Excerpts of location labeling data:
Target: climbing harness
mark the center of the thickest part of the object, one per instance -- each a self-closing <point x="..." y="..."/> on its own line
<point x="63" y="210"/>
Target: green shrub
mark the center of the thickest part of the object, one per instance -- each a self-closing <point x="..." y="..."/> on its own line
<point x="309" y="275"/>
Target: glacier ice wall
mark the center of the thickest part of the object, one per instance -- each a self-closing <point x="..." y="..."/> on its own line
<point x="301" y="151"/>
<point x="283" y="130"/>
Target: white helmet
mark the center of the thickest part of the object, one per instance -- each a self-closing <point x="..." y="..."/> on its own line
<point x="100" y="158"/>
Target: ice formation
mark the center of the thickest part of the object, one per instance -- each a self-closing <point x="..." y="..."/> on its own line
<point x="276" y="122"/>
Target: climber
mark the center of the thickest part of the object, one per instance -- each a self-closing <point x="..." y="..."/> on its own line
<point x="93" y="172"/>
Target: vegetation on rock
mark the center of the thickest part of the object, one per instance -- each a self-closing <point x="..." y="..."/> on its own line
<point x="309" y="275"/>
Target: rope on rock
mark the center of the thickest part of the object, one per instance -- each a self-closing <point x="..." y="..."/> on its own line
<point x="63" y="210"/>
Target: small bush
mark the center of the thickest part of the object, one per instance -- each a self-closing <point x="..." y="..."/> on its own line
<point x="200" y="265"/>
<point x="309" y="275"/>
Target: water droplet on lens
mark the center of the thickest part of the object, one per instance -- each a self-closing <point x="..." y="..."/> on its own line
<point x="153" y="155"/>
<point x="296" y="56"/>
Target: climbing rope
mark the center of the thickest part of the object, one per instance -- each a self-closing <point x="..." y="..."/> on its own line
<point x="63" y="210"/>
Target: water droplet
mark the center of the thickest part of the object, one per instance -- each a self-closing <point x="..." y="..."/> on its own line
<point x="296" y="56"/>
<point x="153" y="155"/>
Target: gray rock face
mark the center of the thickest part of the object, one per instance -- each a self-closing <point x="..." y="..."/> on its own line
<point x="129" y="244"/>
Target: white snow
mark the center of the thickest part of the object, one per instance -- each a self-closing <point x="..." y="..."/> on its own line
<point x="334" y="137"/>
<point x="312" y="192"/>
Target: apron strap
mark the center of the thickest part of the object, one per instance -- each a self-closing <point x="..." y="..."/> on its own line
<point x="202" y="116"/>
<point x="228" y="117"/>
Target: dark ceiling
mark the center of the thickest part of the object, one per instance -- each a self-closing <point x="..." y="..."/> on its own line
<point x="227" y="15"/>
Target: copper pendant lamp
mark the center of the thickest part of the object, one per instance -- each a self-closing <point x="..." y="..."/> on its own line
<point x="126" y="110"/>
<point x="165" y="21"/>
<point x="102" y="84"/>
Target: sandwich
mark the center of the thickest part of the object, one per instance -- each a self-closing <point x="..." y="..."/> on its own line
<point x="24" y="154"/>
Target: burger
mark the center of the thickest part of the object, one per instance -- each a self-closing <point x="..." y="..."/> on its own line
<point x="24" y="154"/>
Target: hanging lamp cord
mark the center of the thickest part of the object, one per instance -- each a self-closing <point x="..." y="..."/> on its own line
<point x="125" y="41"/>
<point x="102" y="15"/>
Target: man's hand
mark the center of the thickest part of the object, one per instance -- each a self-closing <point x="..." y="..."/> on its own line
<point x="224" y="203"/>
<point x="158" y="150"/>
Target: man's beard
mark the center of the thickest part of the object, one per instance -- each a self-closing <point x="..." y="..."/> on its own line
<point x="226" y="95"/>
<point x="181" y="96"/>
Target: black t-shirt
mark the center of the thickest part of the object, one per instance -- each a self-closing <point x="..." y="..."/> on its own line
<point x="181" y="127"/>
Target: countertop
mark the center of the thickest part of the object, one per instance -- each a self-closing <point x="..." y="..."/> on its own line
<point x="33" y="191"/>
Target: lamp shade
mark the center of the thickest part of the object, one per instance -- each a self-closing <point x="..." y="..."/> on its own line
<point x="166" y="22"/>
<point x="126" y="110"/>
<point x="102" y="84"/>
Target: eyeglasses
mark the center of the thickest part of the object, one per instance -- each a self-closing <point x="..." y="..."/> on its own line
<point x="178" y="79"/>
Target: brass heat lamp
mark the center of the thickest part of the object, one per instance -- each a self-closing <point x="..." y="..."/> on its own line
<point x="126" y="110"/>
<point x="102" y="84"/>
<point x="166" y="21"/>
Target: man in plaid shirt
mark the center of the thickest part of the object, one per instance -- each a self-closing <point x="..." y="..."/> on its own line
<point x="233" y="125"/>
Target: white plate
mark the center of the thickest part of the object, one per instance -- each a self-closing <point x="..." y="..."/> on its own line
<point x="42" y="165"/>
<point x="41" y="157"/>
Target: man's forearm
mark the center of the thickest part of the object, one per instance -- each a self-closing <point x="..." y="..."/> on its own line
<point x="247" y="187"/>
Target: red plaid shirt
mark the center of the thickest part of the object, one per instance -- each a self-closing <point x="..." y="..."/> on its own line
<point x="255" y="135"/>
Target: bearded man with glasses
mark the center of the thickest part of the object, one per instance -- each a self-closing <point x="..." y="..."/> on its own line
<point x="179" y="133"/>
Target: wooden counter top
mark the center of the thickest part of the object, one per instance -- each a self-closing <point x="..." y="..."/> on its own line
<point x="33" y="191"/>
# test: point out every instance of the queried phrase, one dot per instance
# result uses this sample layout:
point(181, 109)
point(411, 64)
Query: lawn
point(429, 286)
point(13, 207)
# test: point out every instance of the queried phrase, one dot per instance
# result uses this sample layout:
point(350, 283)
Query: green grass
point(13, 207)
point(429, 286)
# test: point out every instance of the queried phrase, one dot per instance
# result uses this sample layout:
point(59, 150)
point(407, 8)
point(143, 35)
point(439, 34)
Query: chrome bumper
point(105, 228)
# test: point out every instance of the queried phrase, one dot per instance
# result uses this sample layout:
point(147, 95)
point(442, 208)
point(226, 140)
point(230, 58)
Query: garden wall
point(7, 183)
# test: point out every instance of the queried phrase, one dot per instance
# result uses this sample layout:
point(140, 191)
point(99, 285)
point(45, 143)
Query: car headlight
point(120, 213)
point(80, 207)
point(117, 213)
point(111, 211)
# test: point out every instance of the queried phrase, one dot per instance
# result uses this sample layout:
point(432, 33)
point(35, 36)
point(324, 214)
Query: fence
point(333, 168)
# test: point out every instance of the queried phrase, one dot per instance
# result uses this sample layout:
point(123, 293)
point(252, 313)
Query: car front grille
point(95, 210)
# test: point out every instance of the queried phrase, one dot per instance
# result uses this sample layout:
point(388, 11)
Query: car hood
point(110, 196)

WRITTEN PROBLEM >>
Each record must be repeated exactly as it is.

PROBLEM SOLUTION >>
Target: climbing harness
mark the center of the thickest part of the object, one per instance -- each a self-closing <point x="..." y="..."/> on its own line
<point x="63" y="210"/>
Target: green shrub
mark the center of the thickest part of the object, one per instance -- each a self-closing <point x="..." y="..."/> on its own line
<point x="309" y="275"/>
Target: glacier ice wall
mark the center of the thickest part of the object, one per instance -- each a self-closing <point x="..." y="..."/> on its own line
<point x="301" y="151"/>
<point x="283" y="130"/>
Target: white helmet
mark the center of the thickest part of the object, one per instance -- each a self-closing <point x="..." y="..."/> on its own line
<point x="100" y="158"/>
Target: ice formation
mark the center of the thickest part of the object, one per instance -- each a self-closing <point x="..." y="..."/> on its own line
<point x="276" y="122"/>
Target: climber
mark the center of the thickest part of the object, one per instance -- each a self-closing <point x="..." y="..."/> on its own line
<point x="93" y="172"/>
Target: vegetation on rock
mark the center of the thickest part of the object, one per instance -- each a self-closing <point x="..." y="..."/> on its own line
<point x="309" y="275"/>
Target: rope on rock
mark the center of the thickest part of the object, one per instance -- each a self-closing <point x="..." y="..."/> on its own line
<point x="63" y="210"/>
Target: small bush
mark the center of the thickest part of the object, one per instance -- each a self-closing <point x="..." y="..."/> on its own line
<point x="200" y="265"/>
<point x="309" y="275"/>
Target: water droplet on lens
mark the center of the thickest part of the object, one per instance -- each a self-closing <point x="..." y="..."/> on its own line
<point x="153" y="155"/>
<point x="296" y="56"/>
Target: climbing rope
mark the center of the thickest part of the object, one per instance -- each a self-closing <point x="..." y="..."/> on its own line
<point x="63" y="210"/>
Target: water droplet
mark the center of the thickest part of the object, one per instance -- each a self-closing <point x="..." y="..."/> on its own line
<point x="296" y="56"/>
<point x="153" y="155"/>
Target: gray rock face
mark the center of the thickest part of the object, one per instance -- each a self-closing <point x="..." y="..."/> on its own line
<point x="129" y="244"/>
Target: white snow
mark the center of the thickest part of the object, one per instance -- each a self-closing <point x="..." y="..."/> on its own line
<point x="334" y="137"/>
<point x="312" y="192"/>
Target: apron strap
mark the center of the thickest part of the object, one per instance -- each a self-closing <point x="..." y="..."/> on its own line
<point x="202" y="116"/>
<point x="228" y="117"/>
Target: dark ceiling
mark the center of the thickest part of the object, one per instance -- each a self-closing <point x="..." y="..."/> on its own line
<point x="227" y="15"/>
Target: copper pendant lamp
mark the center of the thickest part of the object, one per instance -- each a self-closing <point x="..." y="..."/> on its own line
<point x="126" y="110"/>
<point x="165" y="21"/>
<point x="102" y="84"/>
Target: sandwich
mark the center of the thickest part of the object, one per instance -- each a self-closing <point x="..." y="..."/> on its own line
<point x="24" y="154"/>
Target: burger
mark the center of the thickest part of the object, one per instance -- each a self-closing <point x="..." y="..."/> on its own line
<point x="24" y="154"/>
Target: hanging lamp cord
mark the center of the thickest part of the object, one per instance -- each a self-closing <point x="..." y="..."/> on its own line
<point x="125" y="41"/>
<point x="102" y="15"/>
Target: man's hand
mark the center of the thickest part of the object, one per instance -- each a self-closing <point x="..." y="..."/> on its own line
<point x="224" y="203"/>
<point x="158" y="150"/>
Target: man's beard
mark the center of the thickest part of the object, one per instance -- each a self-closing <point x="..." y="..."/> on its own line
<point x="226" y="95"/>
<point x="181" y="96"/>
Target: black t-shirt
mark the center of the thickest part of the object, one per instance -- each a self-closing <point x="..." y="..."/> on its own line
<point x="181" y="127"/>
Target: countertop
mark the center of the thickest part of the object, one per instance -- each a self-closing <point x="..." y="..."/> on its own line
<point x="33" y="191"/>
Target: lamp shade
mark the center of the thickest part of the object, one per instance -- each a self-closing <point x="..." y="..."/> on its own line
<point x="166" y="22"/>
<point x="126" y="110"/>
<point x="102" y="84"/>
Target: eyeglasses
mark the center of the thickest part of the object, one per instance -- each a self-closing <point x="..." y="..."/> on its own line
<point x="178" y="79"/>
Target: brass heat lamp
mark the center of the thickest part of the object, one per instance -- each a self-closing <point x="..." y="..."/> on its own line
<point x="126" y="110"/>
<point x="102" y="84"/>
<point x="166" y="21"/>
Target: man in plaid shirt
mark the center of the thickest part of the object, one per instance -- each a self-closing <point x="..." y="..."/> on its own line
<point x="233" y="125"/>
Target: white plate
mark the center of the thickest part of the object, one per instance -- each a self-closing <point x="..." y="..."/> on its own line
<point x="42" y="165"/>
<point x="41" y="157"/>
Target: man's forearm
mark the center of the thickest part of the object, one per instance -- each a self-closing <point x="..." y="..."/> on its own line
<point x="247" y="187"/>
Target: red plaid shirt
mark the center of the thickest part of the object, one per instance -- each a self-closing <point x="..." y="..."/> on its own line
<point x="255" y="135"/>
Target: bearded man with glasses
mark the center of the thickest part of the object, one per instance -- each a self-closing <point x="..." y="..."/> on its own line
<point x="179" y="133"/>
Target: wooden counter top
mark the center of the thickest part of the object, one per instance -- each a self-closing <point x="..." y="..."/> on its own line
<point x="33" y="191"/>
# test: point out every instance of the queried phrase, one dot per instance
# result uses this sample layout:
point(181, 109)
point(411, 64)
Query: lawn
point(429, 286)
point(13, 207)
# test: point out every instance of the queried phrase, one dot per instance
# result uses this sample layout:
point(350, 283)
Query: green grass
point(13, 207)
point(429, 286)
# test: point out every instance of the queried phrase, one dot per instance
# result uses this sample layout:
point(59, 150)
point(407, 8)
point(143, 35)
point(439, 34)
Query: chrome bumper
point(105, 228)
# test: point out every instance of the queried phrase, one dot per instance
# result uses this sample layout:
point(147, 95)
point(442, 208)
point(226, 140)
point(230, 58)
Query: garden wall
point(7, 183)
# test: point out every instance of the queried phrase, one dot per instance
# result uses this sample layout:
point(140, 191)
point(99, 285)
point(45, 143)
Query: car headlight
point(120, 213)
point(80, 207)
point(117, 213)
point(111, 211)
# test: point out every instance of the queried phrase, one dot per instance
# result uses this sample layout:
point(432, 33)
point(35, 36)
point(324, 214)
Query: fence
point(333, 168)
# test: point out every instance of the queried phrase, one dot per instance
# result uses this sample layout:
point(123, 293)
point(252, 313)
Query: car front grille
point(95, 210)
# test: point out every instance of the queried phrase, one dot per instance
# result uses this sample layout:
point(388, 11)
Query: car hood
point(110, 196)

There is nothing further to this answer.